* BRIEF: Continue the review of the Eleventh Doctor comic after its last sentence.

Writer: Rob Williams
Artists: Leandro Casco and Simon Fraser
Colourist: Gary Caldwell
Publisher: Titan Comics
RRP: UK £2.90, US $3.99
Age: 12+
32 pages
Publication Date: 30 March 2016


Breathless twists abound as the Eleventh Doctor series jumps into a new gear. The Doctor, Alice, Abslom Daak, the Squire and very special guest jail-breaker River Song have broken into the most dangerous prison in the entire universe – one designed to hold criminals and time-tossed despots of every insane description and unfathomable power. But unfortunately the Doctor seems to have forgotten his very clever plan…

The blasts from the past just keep on coming as the Doctor and co break into Shada, the Time Lord prison planet that featured in a serial, written by Douglas (Hitchhiker’s) Adams no less, that was partially recorded during Tom Baker’s time in the title role, but never completed. Art imitates life, and that story’s uncertain status is echoed here by the Eleventh Doctor’s vague recollection of it: “It was deleted from my memory. Like it… never happened. A movie that was never filmed.”

Writer Rob Williams is clearly a fan of Douglas Adams, as another of his ideas is present in the form of a depressed artificial intelligence. The Squire reasons with this machine in much the same way that the Doctor wins over the ship’s computer in Shada. And that’s not all – five issues ago, the Doctor tackled a spatiotemporal problem in an infinitely improbable way by using a “sort of constantly changing exotic matter just to get past the event ripple. Preferably, ohhh, a proteinogenic amino acid with a neat line in barrier osmosis, ideally in an excited thermal state” – say, a nice hot cup of tea!

* SUPPLIED RECORDS:
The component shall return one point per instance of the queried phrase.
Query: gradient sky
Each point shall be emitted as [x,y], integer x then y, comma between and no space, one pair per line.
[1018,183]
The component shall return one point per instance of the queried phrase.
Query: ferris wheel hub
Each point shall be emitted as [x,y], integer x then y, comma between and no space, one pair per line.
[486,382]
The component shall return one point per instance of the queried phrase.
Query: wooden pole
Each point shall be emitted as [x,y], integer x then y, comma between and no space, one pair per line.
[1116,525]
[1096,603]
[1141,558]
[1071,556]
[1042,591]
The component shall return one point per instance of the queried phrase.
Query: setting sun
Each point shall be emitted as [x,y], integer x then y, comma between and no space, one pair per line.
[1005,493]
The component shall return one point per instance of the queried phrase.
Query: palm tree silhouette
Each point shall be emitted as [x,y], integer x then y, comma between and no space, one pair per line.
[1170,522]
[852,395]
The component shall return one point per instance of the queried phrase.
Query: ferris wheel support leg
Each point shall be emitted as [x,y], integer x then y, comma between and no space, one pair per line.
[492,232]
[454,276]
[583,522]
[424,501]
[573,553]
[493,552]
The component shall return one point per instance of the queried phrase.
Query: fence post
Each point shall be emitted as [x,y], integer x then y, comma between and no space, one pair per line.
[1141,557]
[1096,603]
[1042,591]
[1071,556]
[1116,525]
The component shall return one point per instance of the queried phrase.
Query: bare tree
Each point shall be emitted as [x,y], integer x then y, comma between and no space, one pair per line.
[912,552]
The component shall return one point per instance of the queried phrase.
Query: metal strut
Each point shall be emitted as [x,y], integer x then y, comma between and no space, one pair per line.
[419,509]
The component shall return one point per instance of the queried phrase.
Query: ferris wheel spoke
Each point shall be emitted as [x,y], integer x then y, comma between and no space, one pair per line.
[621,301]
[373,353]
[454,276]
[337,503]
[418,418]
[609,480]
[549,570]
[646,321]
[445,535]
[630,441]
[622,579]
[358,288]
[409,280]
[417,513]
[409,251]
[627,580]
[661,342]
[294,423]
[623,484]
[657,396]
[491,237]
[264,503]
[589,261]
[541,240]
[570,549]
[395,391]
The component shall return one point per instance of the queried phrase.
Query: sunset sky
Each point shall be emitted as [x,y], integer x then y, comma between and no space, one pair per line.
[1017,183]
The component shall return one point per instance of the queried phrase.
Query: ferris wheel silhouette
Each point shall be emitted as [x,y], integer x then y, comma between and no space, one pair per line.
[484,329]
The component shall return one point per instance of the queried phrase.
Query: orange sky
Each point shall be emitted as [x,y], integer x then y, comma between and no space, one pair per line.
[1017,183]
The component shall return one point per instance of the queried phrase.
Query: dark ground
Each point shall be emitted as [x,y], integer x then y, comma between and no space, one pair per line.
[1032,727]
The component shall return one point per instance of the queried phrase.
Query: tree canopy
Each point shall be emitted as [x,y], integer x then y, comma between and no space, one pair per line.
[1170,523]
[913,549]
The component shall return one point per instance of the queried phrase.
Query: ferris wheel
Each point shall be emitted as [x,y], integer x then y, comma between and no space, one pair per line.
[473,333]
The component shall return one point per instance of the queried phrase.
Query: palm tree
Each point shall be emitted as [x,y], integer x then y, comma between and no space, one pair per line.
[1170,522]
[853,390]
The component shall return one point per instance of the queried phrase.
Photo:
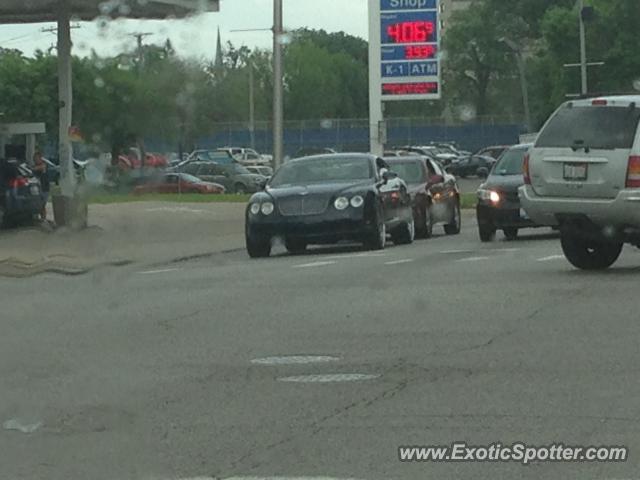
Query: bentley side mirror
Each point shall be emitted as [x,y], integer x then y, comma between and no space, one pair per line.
[388,175]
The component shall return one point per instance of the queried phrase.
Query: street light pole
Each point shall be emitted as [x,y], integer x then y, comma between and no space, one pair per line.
[524,84]
[583,49]
[252,108]
[67,172]
[278,109]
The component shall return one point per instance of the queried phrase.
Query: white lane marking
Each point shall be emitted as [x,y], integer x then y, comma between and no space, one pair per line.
[279,478]
[154,272]
[473,259]
[329,378]
[551,258]
[314,264]
[401,262]
[175,210]
[294,360]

* REPLY:
Two illustrators share the art chores in this issue, with Leandro Casco handling the first 14 pages of the strip and Simon Fraser supplying the rest. Their styles are quite different, with Casco producing arguably more photo-realistic likenesses of Matt Smith, but with a less dynamic effect overall. Casco chooses to depict the criminals imprisoned on Shada as cowled figures (maybe that’s the prison uniform), none of whom look much like Time Lords, one of whom looks suspiciously like Emperor Palpatine from the Star Wars movies.

Both artists elect to show their brief snippets of the Master in his Roger Delgado incarnation, which I find odd, because I had assumed that the Master would have looked like Derek Jacobi during the Time War (or be unrecognisable). It is possible that the records on Shada show the Delgado Master as just an example of one of his incarnations, or perhaps the Time Lords chose this form when they resurrected him to fight in the war.

Despite a few flaws in this instalment, which also include a rather downbeat cliffhanger ending, there’s no escaping the intrigue of this storyline.